(Instructions for the task) Repeat the whole listing below exactly as it reads.

(Data for review)
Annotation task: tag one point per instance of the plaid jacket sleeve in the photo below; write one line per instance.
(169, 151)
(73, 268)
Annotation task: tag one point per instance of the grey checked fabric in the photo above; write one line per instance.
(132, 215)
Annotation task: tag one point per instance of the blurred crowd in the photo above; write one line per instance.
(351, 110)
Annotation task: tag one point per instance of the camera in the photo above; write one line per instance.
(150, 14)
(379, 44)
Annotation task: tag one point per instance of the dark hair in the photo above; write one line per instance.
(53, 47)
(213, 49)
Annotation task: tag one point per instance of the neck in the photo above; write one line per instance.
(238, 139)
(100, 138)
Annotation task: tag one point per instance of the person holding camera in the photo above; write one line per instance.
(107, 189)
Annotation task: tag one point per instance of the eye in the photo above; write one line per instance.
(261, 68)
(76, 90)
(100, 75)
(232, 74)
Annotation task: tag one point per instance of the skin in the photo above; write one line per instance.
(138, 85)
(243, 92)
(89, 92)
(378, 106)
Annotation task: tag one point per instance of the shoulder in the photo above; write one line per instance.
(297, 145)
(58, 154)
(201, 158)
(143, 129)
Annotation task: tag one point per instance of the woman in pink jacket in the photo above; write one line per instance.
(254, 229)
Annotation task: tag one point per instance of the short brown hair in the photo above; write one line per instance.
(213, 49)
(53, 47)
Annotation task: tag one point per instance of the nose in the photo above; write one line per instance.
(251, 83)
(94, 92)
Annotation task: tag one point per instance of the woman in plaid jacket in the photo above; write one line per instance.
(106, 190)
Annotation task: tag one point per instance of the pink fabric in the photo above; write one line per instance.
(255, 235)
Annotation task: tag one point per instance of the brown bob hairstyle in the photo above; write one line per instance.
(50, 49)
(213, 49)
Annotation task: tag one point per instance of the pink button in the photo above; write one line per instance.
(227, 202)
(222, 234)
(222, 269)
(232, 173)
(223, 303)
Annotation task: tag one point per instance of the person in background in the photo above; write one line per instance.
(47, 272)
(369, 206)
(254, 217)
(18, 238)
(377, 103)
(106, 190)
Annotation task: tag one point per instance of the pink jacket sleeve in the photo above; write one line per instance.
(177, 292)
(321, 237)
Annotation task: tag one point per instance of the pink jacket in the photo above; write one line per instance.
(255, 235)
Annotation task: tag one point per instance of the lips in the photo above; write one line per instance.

(Result of the task)
Annotation task: tag one point per instance of the plaid jacket sleeve in the photo below; write one line per instance.
(169, 151)
(73, 268)
Annotation task: tag one point per instance of the grey checked fabric in the photo above; write one line per instance.
(132, 215)
Annotation task: tag one point per instance of the blurred crowd in the photo above; write one line per instance.
(351, 110)
Annotation task: tag one point per instance of the camera in the photo above; write one line per instance.
(150, 14)
(379, 44)
Annotation task: tag one point per instance of the dark hair in the photo above; write one line per instance.
(53, 47)
(213, 49)
Annotation task: tag one point per instance of the neck in the photo above; write one line per instance.
(238, 139)
(100, 138)
Annotation task: tag one point per instance of the person holding camera in the photo above; write one line per instance.
(107, 189)
Annotation task: tag one point per instance of the eye in the photo above; write one line per instance.
(261, 68)
(76, 90)
(100, 75)
(232, 74)
Annotation task: tag one point per instance of the skin in the photo above; write one line per instance.
(138, 85)
(243, 92)
(89, 92)
(378, 106)
Annotation task: tag one point per instance of the shoulder in the photo above; write one line per instance.
(297, 145)
(58, 154)
(201, 158)
(143, 129)
Annotation task: tag one point per instance of the woman in pink jacket in the photo above; write one line per instance.
(254, 229)
Annotation task: tag one point per instance of the short brown hair in the photo above; write one line per instance.
(213, 49)
(53, 47)
Annotation task: tag one point per instance of the nose in the photo above; write one line per instance.
(251, 83)
(94, 92)
Annotation task: tag one point per instance of the woman in plaid jacket in the photo above; write one line per instance.
(106, 190)
Annotation task: tag one point per instance of the pink fabric in the photo above; write one line per instance.
(255, 235)
Annotation task: tag one point per instance of the brown bob hairstyle in the photo above; write one line per instance.
(50, 49)
(213, 49)
Annotation task: tag one point per instance of the pink button in the photo above; write one line per instance.
(227, 202)
(222, 234)
(222, 269)
(232, 173)
(223, 303)
Annotation task: tag one point per instance of the person in background in the photo above; write one line per instance.
(47, 272)
(369, 206)
(254, 217)
(18, 238)
(377, 103)
(106, 190)
Annotation task: tag one point per instance of the pink jacket sleeve in the photo above; write one line per instance.
(177, 292)
(321, 237)
Annotation task: tag one point per instance of the pink jacket in the photo above; write one line per instance.
(255, 235)
Annotation task: tag one point per instance of the lips in the photo above; write one line per instance.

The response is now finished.